* Start *
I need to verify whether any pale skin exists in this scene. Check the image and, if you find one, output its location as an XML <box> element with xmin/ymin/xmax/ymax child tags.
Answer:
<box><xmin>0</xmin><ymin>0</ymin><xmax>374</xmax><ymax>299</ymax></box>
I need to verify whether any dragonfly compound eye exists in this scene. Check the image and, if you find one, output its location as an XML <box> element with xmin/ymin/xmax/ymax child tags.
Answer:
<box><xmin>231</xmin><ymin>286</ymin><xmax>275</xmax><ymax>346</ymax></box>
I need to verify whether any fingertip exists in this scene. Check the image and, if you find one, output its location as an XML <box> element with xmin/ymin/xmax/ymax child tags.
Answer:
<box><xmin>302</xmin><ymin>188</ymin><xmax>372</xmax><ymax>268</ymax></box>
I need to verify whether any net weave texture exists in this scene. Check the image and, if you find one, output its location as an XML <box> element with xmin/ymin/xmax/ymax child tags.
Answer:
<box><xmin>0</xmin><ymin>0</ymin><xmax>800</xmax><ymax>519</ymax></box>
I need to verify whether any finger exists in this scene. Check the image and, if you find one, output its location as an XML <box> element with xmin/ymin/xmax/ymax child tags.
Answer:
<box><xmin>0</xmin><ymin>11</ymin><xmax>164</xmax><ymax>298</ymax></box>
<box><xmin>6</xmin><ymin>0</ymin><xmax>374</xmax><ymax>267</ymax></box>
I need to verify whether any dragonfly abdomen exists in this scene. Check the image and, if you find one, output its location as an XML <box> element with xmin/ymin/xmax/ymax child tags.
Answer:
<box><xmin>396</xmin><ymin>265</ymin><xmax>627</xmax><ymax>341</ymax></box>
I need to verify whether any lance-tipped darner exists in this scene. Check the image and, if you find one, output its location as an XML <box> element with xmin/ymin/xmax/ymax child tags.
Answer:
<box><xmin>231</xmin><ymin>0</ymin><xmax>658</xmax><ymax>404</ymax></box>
* End *
Problem to solve:
Rewrite all the records above, changing "scene" to "frame" wherever it occurs and keeping everything else the same.

Correct answer:
I need to verify whether any pale skin exists in this frame. Check the image and, if you find one, output its location as an XML <box> element with xmin/ymin/xmax/ymax child tags.
Answer:
<box><xmin>0</xmin><ymin>0</ymin><xmax>374</xmax><ymax>299</ymax></box>
I need to verify whether any dragonfly compound eye exists in this frame. Check the image and, if you find one, output its location as an XML <box> element with xmin/ymin/xmax/ymax child tags.
Answer:
<box><xmin>231</xmin><ymin>286</ymin><xmax>275</xmax><ymax>346</ymax></box>
I need to verify whether any fingertip exists in this frame. Check the image and, if you find one, output its location as an XML <box> element with xmin/ymin/xmax/ymax child tags.
Answer:
<box><xmin>302</xmin><ymin>188</ymin><xmax>372</xmax><ymax>268</ymax></box>
I need to verify whether any net weave texture exists in this frame. Check the image and, if you find one, output its location as an XML <box> element with xmin/ymin/xmax/ymax child tags.
Answer:
<box><xmin>0</xmin><ymin>0</ymin><xmax>800</xmax><ymax>519</ymax></box>
I need to verify whether any finger exists in this frame. Check the image and, if you find one, output its location as an XML <box> element with xmin/ymin/xmax/ymax child tags.
Answer:
<box><xmin>0</xmin><ymin>11</ymin><xmax>164</xmax><ymax>298</ymax></box>
<box><xmin>6</xmin><ymin>0</ymin><xmax>374</xmax><ymax>267</ymax></box>
I need to verify whether any dragonfly abdomen exists in this frame. Check the image and, if you find one, output its location as an XML <box> element with xmin/ymin/xmax/ymax child tags.
Answer:
<box><xmin>396</xmin><ymin>265</ymin><xmax>627</xmax><ymax>341</ymax></box>
I need to verify whether any lance-tipped darner exists in this frame. Check the image and, if you find one, output its location as an XML <box> element with xmin/ymin/xmax/ymax child tags.
Answer:
<box><xmin>231</xmin><ymin>0</ymin><xmax>658</xmax><ymax>404</ymax></box>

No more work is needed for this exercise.